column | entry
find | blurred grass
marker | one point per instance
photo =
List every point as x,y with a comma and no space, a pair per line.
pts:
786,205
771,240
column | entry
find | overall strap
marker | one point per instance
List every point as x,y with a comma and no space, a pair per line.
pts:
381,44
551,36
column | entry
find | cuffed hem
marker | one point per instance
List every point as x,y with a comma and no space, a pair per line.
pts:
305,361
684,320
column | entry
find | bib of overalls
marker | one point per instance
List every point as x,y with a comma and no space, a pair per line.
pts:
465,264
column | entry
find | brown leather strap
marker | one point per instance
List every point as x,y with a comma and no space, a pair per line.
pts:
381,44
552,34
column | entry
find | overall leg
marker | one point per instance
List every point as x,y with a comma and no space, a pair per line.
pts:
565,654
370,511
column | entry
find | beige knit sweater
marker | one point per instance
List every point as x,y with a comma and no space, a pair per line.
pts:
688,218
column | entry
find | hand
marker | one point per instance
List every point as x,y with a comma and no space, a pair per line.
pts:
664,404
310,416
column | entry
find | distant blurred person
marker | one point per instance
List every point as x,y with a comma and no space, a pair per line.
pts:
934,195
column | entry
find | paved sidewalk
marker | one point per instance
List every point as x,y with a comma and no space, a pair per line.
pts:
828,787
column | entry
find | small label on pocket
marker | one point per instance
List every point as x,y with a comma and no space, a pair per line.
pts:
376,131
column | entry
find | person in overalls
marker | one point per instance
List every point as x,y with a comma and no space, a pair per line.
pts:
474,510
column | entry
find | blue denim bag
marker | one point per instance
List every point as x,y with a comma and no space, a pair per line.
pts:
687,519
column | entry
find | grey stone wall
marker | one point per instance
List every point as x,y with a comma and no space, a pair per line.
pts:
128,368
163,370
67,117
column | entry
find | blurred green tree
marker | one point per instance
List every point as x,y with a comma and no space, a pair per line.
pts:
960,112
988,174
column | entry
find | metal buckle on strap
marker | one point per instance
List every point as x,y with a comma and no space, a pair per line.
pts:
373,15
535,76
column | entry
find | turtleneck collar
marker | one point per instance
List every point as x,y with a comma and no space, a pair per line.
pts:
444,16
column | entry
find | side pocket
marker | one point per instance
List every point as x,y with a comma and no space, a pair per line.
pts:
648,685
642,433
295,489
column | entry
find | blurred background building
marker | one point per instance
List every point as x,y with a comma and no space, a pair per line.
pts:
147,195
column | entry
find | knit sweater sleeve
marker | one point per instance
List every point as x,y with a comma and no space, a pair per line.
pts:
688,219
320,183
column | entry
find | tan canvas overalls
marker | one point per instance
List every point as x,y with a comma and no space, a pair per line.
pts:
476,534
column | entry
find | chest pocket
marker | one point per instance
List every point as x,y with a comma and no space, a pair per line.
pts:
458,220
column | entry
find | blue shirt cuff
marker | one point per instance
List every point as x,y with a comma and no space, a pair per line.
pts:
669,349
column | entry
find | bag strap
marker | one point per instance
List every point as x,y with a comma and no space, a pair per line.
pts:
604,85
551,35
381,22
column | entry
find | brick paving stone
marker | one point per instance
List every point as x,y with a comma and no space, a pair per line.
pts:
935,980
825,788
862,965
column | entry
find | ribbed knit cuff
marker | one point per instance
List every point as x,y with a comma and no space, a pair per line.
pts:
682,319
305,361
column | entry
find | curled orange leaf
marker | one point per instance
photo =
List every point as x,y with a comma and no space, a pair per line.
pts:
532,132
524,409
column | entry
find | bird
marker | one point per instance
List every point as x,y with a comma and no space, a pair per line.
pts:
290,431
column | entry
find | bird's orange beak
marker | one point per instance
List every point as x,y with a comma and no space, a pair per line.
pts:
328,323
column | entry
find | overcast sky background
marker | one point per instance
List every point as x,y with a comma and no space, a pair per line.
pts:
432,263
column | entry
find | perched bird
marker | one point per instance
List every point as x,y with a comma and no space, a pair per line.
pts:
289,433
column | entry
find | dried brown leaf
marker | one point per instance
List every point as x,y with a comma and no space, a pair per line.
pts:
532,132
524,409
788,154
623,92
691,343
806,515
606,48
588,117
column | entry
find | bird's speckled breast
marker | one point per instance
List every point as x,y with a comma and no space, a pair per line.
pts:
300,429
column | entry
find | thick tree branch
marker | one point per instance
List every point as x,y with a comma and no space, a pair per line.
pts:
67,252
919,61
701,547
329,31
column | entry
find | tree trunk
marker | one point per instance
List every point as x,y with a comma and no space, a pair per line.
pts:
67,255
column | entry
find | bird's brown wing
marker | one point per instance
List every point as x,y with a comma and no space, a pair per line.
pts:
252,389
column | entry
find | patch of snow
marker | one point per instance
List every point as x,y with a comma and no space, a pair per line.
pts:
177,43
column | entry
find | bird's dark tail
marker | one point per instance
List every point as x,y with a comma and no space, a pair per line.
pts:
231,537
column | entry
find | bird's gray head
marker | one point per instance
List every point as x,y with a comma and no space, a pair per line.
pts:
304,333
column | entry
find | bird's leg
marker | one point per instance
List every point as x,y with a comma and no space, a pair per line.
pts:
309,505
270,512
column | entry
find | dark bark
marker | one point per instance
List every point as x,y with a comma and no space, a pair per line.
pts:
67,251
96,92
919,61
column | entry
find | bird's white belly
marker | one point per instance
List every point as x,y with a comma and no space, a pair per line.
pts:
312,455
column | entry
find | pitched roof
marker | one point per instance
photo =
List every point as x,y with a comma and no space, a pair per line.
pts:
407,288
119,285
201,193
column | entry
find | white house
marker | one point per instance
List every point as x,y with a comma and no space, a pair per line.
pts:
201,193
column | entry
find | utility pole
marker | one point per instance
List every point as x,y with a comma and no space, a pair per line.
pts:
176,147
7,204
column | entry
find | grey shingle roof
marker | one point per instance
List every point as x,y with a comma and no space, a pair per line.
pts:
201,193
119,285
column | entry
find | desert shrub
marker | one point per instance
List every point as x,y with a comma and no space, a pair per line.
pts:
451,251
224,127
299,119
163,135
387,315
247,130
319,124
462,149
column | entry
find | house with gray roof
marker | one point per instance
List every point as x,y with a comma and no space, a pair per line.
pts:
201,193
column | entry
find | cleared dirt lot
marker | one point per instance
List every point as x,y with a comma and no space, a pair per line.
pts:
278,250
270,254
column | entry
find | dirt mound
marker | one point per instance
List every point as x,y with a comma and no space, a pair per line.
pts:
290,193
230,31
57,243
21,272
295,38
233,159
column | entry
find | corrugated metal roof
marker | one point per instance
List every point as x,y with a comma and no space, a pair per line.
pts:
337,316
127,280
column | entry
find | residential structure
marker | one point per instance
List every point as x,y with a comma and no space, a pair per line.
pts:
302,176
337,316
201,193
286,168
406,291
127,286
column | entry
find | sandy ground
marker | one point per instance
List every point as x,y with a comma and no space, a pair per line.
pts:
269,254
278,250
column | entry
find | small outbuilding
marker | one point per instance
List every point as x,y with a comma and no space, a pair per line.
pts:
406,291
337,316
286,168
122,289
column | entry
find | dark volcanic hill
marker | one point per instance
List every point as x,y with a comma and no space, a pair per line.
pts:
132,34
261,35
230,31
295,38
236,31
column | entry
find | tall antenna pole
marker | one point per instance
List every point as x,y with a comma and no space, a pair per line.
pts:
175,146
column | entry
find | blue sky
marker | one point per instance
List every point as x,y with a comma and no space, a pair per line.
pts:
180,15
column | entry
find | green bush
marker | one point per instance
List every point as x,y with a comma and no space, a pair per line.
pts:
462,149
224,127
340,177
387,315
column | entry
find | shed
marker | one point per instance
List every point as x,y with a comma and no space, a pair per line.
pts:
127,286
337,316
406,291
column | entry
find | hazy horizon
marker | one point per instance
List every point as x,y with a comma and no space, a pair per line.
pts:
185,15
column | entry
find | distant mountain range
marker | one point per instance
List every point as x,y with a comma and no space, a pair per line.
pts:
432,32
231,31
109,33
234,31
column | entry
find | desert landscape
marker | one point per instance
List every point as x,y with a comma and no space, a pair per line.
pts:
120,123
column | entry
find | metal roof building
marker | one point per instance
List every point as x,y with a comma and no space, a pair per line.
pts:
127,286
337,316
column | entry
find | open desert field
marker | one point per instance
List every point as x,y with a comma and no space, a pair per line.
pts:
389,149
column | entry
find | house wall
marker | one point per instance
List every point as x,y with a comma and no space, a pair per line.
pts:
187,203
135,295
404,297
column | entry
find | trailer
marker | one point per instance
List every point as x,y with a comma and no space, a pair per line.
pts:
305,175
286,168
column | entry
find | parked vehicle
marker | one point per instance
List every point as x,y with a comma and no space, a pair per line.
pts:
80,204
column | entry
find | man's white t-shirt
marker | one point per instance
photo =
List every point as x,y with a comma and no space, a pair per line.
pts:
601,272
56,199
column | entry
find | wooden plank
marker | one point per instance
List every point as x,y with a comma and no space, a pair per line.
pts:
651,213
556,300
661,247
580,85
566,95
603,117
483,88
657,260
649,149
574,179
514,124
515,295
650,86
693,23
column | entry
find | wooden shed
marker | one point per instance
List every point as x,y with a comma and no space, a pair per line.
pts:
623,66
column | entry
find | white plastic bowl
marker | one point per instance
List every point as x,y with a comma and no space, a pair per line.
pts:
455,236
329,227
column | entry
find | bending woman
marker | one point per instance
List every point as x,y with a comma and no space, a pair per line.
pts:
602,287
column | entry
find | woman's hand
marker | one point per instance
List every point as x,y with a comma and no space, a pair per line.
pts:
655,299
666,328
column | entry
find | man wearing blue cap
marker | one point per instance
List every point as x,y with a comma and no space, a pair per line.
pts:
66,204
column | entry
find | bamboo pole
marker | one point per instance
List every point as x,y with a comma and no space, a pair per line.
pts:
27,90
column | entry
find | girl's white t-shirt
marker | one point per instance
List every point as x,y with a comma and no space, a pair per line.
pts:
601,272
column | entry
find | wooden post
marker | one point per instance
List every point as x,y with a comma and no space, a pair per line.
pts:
+ + + + + + +
* _Exercise task_
Report every line of the items above that contains the string "blurred".

* _Response_
find | blurred grass
find | distant blurred person
find | blurred green tree
find | blurred background building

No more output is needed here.